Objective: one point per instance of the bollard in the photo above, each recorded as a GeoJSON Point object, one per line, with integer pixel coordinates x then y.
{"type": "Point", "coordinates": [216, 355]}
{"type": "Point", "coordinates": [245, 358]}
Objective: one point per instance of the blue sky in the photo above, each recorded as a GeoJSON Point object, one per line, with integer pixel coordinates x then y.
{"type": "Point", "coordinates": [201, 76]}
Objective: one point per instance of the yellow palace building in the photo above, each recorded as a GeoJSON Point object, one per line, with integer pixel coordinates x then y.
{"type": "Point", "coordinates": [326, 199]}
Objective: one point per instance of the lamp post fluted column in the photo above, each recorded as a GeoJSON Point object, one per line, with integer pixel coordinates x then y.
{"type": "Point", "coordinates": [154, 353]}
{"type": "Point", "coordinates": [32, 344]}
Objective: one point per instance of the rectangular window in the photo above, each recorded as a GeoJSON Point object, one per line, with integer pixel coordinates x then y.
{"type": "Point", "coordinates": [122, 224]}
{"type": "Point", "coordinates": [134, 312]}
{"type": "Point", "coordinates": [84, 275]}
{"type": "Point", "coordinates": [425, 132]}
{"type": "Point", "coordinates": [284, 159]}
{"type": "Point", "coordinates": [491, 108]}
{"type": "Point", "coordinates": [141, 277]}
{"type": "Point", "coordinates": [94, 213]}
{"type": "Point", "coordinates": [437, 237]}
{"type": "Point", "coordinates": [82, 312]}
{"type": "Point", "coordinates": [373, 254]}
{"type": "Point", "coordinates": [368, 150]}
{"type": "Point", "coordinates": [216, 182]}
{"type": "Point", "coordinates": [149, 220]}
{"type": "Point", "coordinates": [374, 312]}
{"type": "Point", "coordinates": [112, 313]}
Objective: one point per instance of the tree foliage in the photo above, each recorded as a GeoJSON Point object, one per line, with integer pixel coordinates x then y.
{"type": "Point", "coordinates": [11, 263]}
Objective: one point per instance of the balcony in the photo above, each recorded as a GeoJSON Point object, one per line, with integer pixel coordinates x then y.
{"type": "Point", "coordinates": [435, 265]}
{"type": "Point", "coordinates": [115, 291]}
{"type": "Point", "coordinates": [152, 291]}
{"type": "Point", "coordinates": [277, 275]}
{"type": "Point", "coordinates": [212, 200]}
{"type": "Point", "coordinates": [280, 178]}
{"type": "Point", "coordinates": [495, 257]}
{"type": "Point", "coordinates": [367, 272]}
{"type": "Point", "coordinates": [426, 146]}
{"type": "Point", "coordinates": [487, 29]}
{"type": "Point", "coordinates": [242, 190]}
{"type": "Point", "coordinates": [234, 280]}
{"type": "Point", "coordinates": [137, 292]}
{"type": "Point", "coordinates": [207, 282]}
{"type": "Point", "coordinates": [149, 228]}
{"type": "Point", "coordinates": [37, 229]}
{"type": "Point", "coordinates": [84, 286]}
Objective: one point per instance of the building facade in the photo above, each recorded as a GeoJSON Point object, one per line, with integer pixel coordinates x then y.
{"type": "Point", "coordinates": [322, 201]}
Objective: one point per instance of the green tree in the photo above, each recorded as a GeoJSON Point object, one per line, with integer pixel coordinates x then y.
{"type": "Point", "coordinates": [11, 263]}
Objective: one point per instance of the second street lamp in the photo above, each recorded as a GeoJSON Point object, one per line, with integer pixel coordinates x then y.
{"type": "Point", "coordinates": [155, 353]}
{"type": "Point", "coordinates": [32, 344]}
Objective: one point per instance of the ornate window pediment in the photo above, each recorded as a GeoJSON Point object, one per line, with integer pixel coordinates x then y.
● ● ● ● ●
Task statement: Each entry must be reproduced verbatim.

Completed exercise:
Objective: one point per instance of the bollard in the photo above, each recorded as a GeoJSON Point object, one per line, with integer pixel coordinates x then y.
{"type": "Point", "coordinates": [216, 355]}
{"type": "Point", "coordinates": [245, 358]}
Objective: one point per instance of the blue sky in the photo above, each recorded as a GeoJSON Point object, one per line, with integer pixel coordinates x then y.
{"type": "Point", "coordinates": [201, 76]}
Objective: one point per instance of the yellow palace building in the photo above, each recorded as a GeoJSON Point object, one per line, with integer pixel coordinates x then y.
{"type": "Point", "coordinates": [326, 199]}
Objective: one point per instance of the lamp post fluted column in the photo above, each recorded as a GeoJSON Point object, one per line, with integer pixel coordinates x then y.
{"type": "Point", "coordinates": [154, 353]}
{"type": "Point", "coordinates": [32, 344]}
Objective: one point per instance of the rectangular window in the photo above, each recorded as a GeoJSON Point object, one per line, with integer pixel coordinates x then y.
{"type": "Point", "coordinates": [122, 224]}
{"type": "Point", "coordinates": [134, 312]}
{"type": "Point", "coordinates": [84, 275]}
{"type": "Point", "coordinates": [425, 132]}
{"type": "Point", "coordinates": [284, 159]}
{"type": "Point", "coordinates": [491, 108]}
{"type": "Point", "coordinates": [141, 277]}
{"type": "Point", "coordinates": [94, 213]}
{"type": "Point", "coordinates": [437, 237]}
{"type": "Point", "coordinates": [82, 312]}
{"type": "Point", "coordinates": [373, 254]}
{"type": "Point", "coordinates": [368, 150]}
{"type": "Point", "coordinates": [216, 182]}
{"type": "Point", "coordinates": [149, 220]}
{"type": "Point", "coordinates": [374, 312]}
{"type": "Point", "coordinates": [112, 313]}
Objective: one point per instance of the tree foliage in the photo above, each recorded as a GeoJSON Point object, one per line, with integer pixel coordinates x then y.
{"type": "Point", "coordinates": [11, 263]}
Objective: one point per instance of the balcony in the photo above, each recorded as a GeoJSON Point object, one per line, with integer pixel coordinates x then y.
{"type": "Point", "coordinates": [435, 265]}
{"type": "Point", "coordinates": [115, 291]}
{"type": "Point", "coordinates": [152, 291]}
{"type": "Point", "coordinates": [277, 275]}
{"type": "Point", "coordinates": [212, 200]}
{"type": "Point", "coordinates": [280, 178]}
{"type": "Point", "coordinates": [495, 257]}
{"type": "Point", "coordinates": [367, 272]}
{"type": "Point", "coordinates": [426, 146]}
{"type": "Point", "coordinates": [487, 29]}
{"type": "Point", "coordinates": [242, 190]}
{"type": "Point", "coordinates": [234, 280]}
{"type": "Point", "coordinates": [137, 292]}
{"type": "Point", "coordinates": [207, 282]}
{"type": "Point", "coordinates": [149, 228]}
{"type": "Point", "coordinates": [37, 229]}
{"type": "Point", "coordinates": [84, 286]}
Objective: one point per instance of the building facade in the photo above, each recorded as a GeoJSON Point object, one per line, with integer pixel coordinates x then y.
{"type": "Point", "coordinates": [322, 201]}
Objective: one point per instance of the green tree in the photo above, each recorded as a GeoJSON Point object, one per line, with integer pixel coordinates x then y.
{"type": "Point", "coordinates": [11, 263]}
Objective: one point per instance of the second street lamp in the photo above, each recorded as a GeoJSON Point object, one per line, with integer pixel coordinates x then y.
{"type": "Point", "coordinates": [155, 353]}
{"type": "Point", "coordinates": [32, 344]}
Objective: one point per instance of the ornate window pediment in the photo above, each recorded as a GeoJSON Point object, one per line, with integer pixel coordinates x then y.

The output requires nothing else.